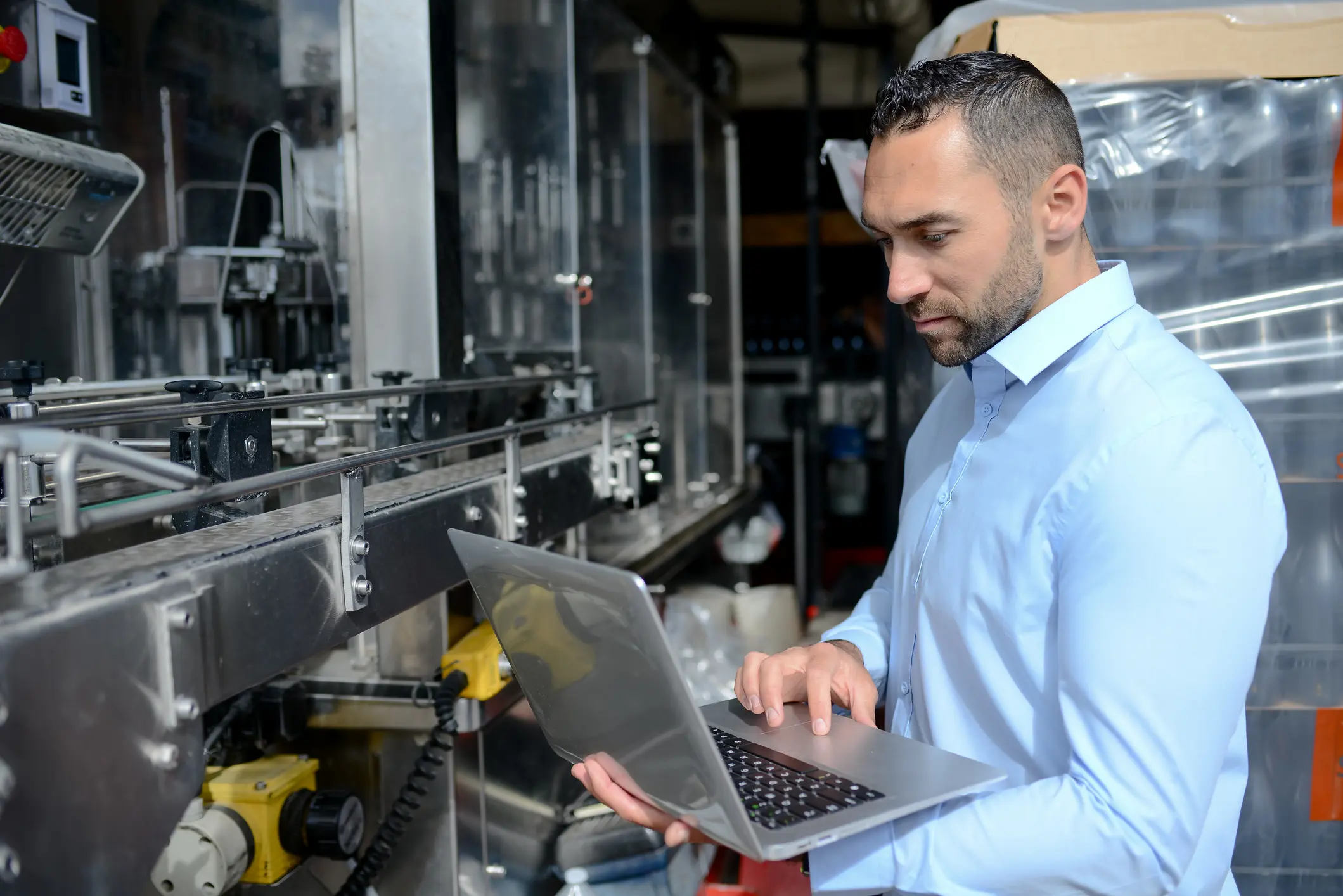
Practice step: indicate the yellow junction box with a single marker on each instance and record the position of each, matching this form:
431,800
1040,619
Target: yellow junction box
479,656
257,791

+===+

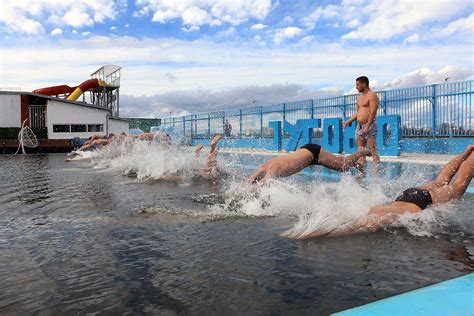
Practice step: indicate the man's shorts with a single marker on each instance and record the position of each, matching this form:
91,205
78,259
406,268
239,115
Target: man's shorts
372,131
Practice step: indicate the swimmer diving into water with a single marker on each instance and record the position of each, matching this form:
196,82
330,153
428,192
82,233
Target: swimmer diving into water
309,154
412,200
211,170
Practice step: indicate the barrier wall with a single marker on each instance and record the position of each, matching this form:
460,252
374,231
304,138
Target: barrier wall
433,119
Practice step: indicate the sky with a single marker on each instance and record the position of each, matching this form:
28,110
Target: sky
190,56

+===+

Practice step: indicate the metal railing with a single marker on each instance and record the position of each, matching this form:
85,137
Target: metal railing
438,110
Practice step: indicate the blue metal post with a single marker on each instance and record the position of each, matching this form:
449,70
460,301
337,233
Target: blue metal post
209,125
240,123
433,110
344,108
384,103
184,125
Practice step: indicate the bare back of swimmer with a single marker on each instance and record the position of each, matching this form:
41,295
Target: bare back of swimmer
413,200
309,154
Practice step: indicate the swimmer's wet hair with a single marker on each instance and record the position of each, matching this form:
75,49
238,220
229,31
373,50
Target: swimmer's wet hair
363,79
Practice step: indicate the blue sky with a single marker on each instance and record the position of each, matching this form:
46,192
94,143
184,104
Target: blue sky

+===+

_Stated exercise_. Give the lines from the one containing "Practice step: indicate the swimmer's" through the one containing "Target: blue sky", inclusive, substituting "soaked hair" for "wet hair" and keeping everything else the same.

_Solution to the problem_.
Practice step: indicate the swimmer's soaked hair with a single marker on each instance and record the position of each, matching this form:
75,49
238,220
229,31
373,50
Target: swimmer's soaked hair
363,79
Practice step: indicate the blue sky with a single marker on each instance and record the position of each, matching this form:
46,192
94,143
184,104
Target: blue sky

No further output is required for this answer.